To be done: Arrange every line of the entries below as a Markdown table with two columns, Row and Line, where Row holds the line's sequence number. Leave out blank lines.

Given data:
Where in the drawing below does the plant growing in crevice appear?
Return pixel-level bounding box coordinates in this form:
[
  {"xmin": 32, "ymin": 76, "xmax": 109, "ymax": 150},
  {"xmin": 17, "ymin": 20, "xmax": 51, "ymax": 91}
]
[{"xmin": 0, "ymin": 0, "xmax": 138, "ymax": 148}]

Final result:
| Row | Line |
|---|---|
| 1 | Where in the drawing below does the plant growing in crevice appear? |
| 2 | Return pixel-level bounding box coordinates in this form: |
| 3 | [ |
| 4 |   {"xmin": 32, "ymin": 76, "xmax": 109, "ymax": 150}, |
| 5 |   {"xmin": 17, "ymin": 20, "xmax": 51, "ymax": 91} |
| 6 | ] |
| 7 | [{"xmin": 0, "ymin": 0, "xmax": 138, "ymax": 148}] |